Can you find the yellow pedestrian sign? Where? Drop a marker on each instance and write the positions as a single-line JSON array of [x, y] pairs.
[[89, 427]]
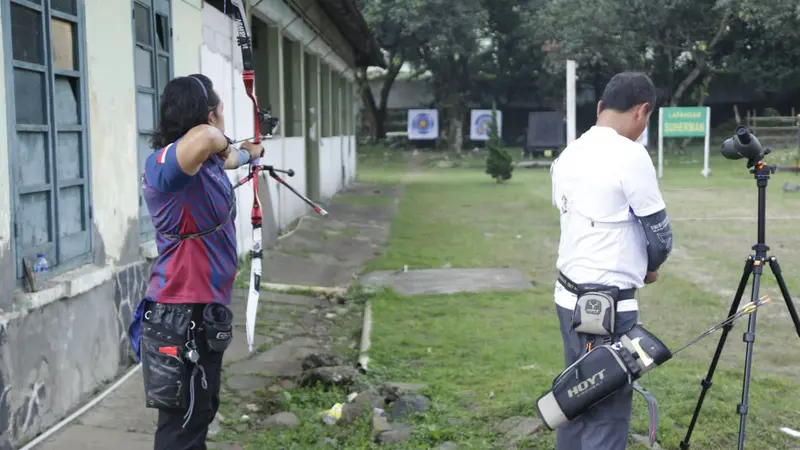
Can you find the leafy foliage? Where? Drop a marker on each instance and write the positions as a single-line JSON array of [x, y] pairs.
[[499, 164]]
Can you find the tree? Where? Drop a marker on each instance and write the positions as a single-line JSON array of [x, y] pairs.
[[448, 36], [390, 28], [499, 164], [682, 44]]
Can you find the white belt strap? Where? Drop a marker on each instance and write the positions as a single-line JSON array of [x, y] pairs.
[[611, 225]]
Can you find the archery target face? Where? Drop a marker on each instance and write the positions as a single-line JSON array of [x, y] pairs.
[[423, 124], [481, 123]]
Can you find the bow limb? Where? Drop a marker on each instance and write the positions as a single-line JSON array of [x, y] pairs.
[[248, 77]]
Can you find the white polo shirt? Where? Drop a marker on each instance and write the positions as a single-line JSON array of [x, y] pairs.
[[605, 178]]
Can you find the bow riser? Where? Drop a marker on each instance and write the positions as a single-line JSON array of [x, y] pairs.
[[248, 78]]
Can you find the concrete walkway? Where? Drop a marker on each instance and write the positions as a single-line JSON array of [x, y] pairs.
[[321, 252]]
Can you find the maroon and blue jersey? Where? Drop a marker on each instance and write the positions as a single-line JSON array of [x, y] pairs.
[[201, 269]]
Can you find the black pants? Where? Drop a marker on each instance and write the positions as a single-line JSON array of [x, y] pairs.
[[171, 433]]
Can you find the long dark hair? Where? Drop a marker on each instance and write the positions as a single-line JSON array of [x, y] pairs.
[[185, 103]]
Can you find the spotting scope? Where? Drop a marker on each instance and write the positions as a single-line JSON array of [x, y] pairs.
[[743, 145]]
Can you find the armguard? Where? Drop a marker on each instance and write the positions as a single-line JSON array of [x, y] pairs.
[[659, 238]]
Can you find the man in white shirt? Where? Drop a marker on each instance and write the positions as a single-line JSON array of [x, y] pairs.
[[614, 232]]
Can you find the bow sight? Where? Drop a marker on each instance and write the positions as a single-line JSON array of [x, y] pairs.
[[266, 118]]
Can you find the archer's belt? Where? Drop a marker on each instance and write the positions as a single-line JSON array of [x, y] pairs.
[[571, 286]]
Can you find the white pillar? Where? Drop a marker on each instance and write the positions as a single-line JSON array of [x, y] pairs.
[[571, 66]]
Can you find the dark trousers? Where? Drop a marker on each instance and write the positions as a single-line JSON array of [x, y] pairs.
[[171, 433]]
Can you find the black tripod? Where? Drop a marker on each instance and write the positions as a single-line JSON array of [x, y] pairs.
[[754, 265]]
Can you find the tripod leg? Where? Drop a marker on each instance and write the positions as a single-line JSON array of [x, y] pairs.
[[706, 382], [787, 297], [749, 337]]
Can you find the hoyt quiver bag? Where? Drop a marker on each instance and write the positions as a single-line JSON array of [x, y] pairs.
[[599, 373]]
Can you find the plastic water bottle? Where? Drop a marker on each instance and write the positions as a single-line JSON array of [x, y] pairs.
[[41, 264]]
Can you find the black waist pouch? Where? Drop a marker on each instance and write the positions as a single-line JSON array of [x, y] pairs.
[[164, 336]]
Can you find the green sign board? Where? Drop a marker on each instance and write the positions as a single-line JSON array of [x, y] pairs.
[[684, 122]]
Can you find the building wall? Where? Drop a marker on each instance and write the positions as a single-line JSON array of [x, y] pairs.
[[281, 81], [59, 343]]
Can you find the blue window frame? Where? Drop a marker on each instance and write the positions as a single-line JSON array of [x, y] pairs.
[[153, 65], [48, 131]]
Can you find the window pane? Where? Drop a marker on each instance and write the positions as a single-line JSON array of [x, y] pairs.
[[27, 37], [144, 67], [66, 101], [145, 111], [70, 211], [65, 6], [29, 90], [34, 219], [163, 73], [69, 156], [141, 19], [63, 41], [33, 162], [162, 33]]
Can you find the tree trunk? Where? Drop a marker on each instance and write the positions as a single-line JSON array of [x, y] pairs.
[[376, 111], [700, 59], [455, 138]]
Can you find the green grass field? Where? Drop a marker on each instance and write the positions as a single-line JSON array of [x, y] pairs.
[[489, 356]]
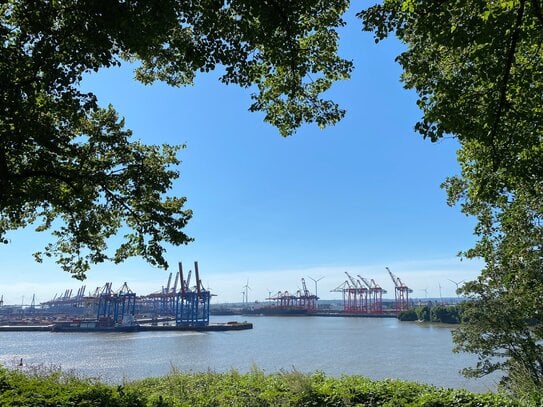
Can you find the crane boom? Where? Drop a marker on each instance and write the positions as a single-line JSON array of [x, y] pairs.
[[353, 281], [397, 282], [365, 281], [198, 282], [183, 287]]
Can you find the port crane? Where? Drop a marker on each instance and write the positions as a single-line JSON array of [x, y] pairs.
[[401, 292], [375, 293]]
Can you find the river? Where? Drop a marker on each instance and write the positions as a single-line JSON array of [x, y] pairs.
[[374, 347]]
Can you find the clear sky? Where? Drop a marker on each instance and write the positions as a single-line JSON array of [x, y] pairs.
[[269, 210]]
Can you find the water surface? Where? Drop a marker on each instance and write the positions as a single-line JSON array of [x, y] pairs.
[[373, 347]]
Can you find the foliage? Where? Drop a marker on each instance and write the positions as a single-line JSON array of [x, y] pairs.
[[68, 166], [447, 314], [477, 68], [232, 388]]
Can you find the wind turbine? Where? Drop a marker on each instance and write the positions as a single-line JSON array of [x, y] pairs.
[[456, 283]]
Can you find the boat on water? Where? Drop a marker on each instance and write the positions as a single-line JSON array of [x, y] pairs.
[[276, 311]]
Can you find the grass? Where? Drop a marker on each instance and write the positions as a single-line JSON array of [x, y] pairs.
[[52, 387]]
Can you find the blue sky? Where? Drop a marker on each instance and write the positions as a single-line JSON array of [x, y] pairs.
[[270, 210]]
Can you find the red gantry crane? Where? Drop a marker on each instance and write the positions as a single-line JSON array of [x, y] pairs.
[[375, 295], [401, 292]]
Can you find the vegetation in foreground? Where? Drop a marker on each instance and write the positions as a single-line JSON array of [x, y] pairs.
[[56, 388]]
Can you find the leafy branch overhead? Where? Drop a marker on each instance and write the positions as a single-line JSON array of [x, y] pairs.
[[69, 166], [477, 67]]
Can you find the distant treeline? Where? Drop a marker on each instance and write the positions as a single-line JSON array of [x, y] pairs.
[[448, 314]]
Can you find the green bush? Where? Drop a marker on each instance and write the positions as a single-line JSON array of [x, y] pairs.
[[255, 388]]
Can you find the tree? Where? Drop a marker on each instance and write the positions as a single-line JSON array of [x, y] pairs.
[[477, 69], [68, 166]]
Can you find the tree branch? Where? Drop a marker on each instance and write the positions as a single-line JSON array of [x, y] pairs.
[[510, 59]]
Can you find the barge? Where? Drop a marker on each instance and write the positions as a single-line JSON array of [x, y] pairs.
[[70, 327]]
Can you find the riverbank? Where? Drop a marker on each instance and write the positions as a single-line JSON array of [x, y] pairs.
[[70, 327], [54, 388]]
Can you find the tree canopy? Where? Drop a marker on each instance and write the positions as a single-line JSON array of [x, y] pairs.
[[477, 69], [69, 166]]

-=-=-=-=-

Give back each line above exactly, with pictures dropped.

Solved exercise
Can you find the yellow pedestrian sign? Where? Drop a marker on each instance and write the positions as a single-line JSON array of [x, y] pairs.
[[89, 427]]
Can you find the leafy foliage? Where? Drop a marker on each instance and write the positions as a single-line JSON array of [x, y] pairs.
[[499, 164]]
Can you find the tree? Where? Drop a marker on each instance and write the positions as a single-line JSON array of [x, y] pairs.
[[448, 36], [390, 28], [499, 164], [682, 44]]
Can you find the white belt strap? Where? Drop a marker on each instance and write the positions as a single-line JSON array of [x, y] pairs.
[[611, 225]]
Can you find the archery target face? Where? Drop a marker on each instance and write the positions as a single-line JSON array of [x, y] pairs.
[[423, 124], [481, 123]]
Can you find the bow limb? Where? Drop a marker on each instance and write the positions as a single-line JSON array of [x, y] pairs.
[[248, 77]]
Can you find the white polo shirt? Where? Drop a marker on each instance and write the positions as a single-line JSON array of [x, y] pairs.
[[605, 178]]
Can you find the bow riser? Where? Drop a marker on each instance and write the positions as a single-line JSON array of [x, y] pairs.
[[248, 78]]
Can you find the concrete walkway? Where? Drop a marker on each instance and write the positions as a single-line JSON array of [x, y] pairs.
[[321, 252]]
Can you find the maroon and blue jersey? Where? Drop a marker on each instance and write the positions as a single-line JSON array of [x, y] pairs.
[[201, 269]]
Can you find the black pants? Where? Drop a marker on each instance and write the positions as a single-line JSON array of [x, y] pairs.
[[171, 433]]
Can you find the long dark hair? Where? Drop a marker on each instance and write the positions as a single-line JSON array of [x, y] pairs.
[[185, 103]]
Can you find the spotting scope? Where? Drop a marker on each instance and write the positions as a single-line JSON array of [x, y] pairs.
[[743, 145]]
Can you find the armguard? Where? Drop a marker on each instance and write the positions as a single-line JSON array of [x, y] pairs.
[[659, 238]]
Can you find the man in white shirt? Where? Drop a marker on each instance and write the positions as a single-line JSON array of [x, y] pairs.
[[614, 232]]
Can you find the bow sight? Where? Drop a marker on each instance and write the positions as a single-line JSON array of [x, y] pairs.
[[266, 118]]
Can you find the archer's belt? Where? Drop a marker on each instance and write the positions as a single-line JSON array of [x, y] pairs.
[[571, 286]]
Can you find the white pillar? Where? Drop a marker on each instance and write the positions as a single-line JSON array of [x, y] pairs.
[[571, 66]]
Can you find the dark trousers? Where? Drop a marker on each instance and write the positions as a single-line JSON array of [x, y] pairs.
[[171, 433]]
Can you find the black tripod? Where? Drop a marker on each instance and write the positions as a single-line JSON array of [x, y] pairs.
[[754, 265]]
Can you find the tripod leg? Where? Drop a marker on each instance and write the positions as a single-line JSON array of [x, y] pairs.
[[706, 382], [787, 297], [749, 337]]
Can you find the hoyt quiver bag? Where? Drop a marker on each instance and write the positions as a single-line JSON array of [x, y] pairs.
[[599, 373]]
Can you find the plastic water bottle? Where? Drop a marker on each instance and write the positions as a single-line JSON array of [x, y] pairs.
[[41, 264]]
Can you find the black waist pouch? Where? Drop a marker on each instance and write the positions as a single-line JSON array of [x, y] pairs.
[[164, 336]]
Can you find the green sign board? Where? Drop a marker on each instance and write the positions as a single-line JSON array of [x, y] pairs.
[[684, 122]]
Can you find the building wall? Where? Drop a marker on each instance and write the positions as a single-line JSON array of [x, y] pairs.
[[281, 81], [59, 343]]
Can you find the blue window frame? Where? Drop a marker on each instance and write the positions as a single-line JSON array of [x, y] pairs.
[[153, 65], [48, 131]]
Can you find the window pane? Where? Drop a marker on each instance and write the positions as a single-line JSON array of [x, y] pairs.
[[27, 37], [144, 67], [66, 101], [145, 111], [70, 211], [65, 6], [29, 90], [34, 219], [163, 73], [69, 156], [141, 19], [63, 41], [33, 162], [162, 33]]
Can you find the tree trunk? Where? Drop a marker on each instance and write the positions as a single-line JSON array of [x, y] pairs.
[[376, 111], [700, 59], [455, 138]]
Can you find the green grass field? Where? Drop a marker on each instance and write the positions as a single-line JSON array of [x, y] pairs.
[[489, 356]]
Can you find the crane boom? Where? Drop a marker on each instance and write the positions as a single-line JSON array of [x, y] pairs.
[[353, 281], [397, 282], [365, 281], [198, 282], [183, 287]]
Can you find the port crane? Where? Drop a marker on each instance and write the positions as a single-line JSON array of [x, y] pairs.
[[401, 292], [375, 293]]
Can you find the river? Where? Drop a marker on each instance and write the positions as a single-line JSON array of [x, y] pairs.
[[374, 347]]
Can you find the clear sky? Where? Drop a marker on each instance and write the positions as a single-line JSON array of [x, y] pairs.
[[269, 210]]
Can you find the water surface? Where? Drop a marker on each instance and write the positions as a single-line JSON array of [x, y] pairs.
[[373, 347]]
Can you find the foliage? Where? Drop a marker on each instance and write the positions as a single-line JSON array of [x, y] pairs.
[[68, 166], [447, 314], [477, 68], [232, 388]]
Can you find the wind turbine? Where? Drop a marker on each instance and write the positions as a single-line JSON array of [x, y] pairs.
[[456, 283]]
Can you find the boat on water? Where? Drop a marker on each instance and write the positions as a single-line JSON array of [x, y] pairs.
[[276, 311]]
Can you find the grass? Where? Drop a marker on each instance and write the positions as a single-line JSON array of [x, y] pairs.
[[52, 387]]
Can you find the blue sky? Where? Drop a marker on each instance and write the positions as a single-line JSON array of [x, y] pairs.
[[270, 210]]
Can you find the red gantry crane? Where? Drop a marker on each instance and write the positions as a single-line JSON array of [x, y] pairs.
[[375, 295], [401, 292]]
Can you find the vegetation in foreground? Where? Drop a marker on each instance and write the positions as a single-line JSON array of [x, y] pairs.
[[56, 388]]
Can you find the leafy branch overhead? Where? Drop a marker on each instance and write the positions as a single-line JSON array of [x, y] pairs.
[[69, 166], [477, 67]]
Can you find the distant treeline? Where? Drop a marker on each instance and write the positions as a single-line JSON array of [x, y] pairs.
[[448, 314]]
Can you find the green bush? Where? Drop a marker on each instance and write the positions as a single-line JSON array of [x, y] pairs.
[[255, 388]]
Can you find the tree? Where? Drop a marker on each instance and write the positions as a single-line JSON array of [x, y] pairs.
[[477, 69], [68, 166]]
Can you find the tree branch? Where? Drop a marker on each instance and write the positions as a single-line JSON array of [x, y] pairs.
[[510, 59]]
Can you find the barge? Where? Drop a marker on each instance and write the positions as a single-line JSON array of [x, y] pairs.
[[70, 327]]
Can you find the riverbank? Where? Drop a marker on each instance and write the positions as a single-line JSON array of [x, y] pairs.
[[70, 327], [54, 388]]
Can you find the tree canopy? Where? Drop a marker on each instance and write the positions as a single-line JSON array of [x, y] pairs.
[[477, 69], [69, 166]]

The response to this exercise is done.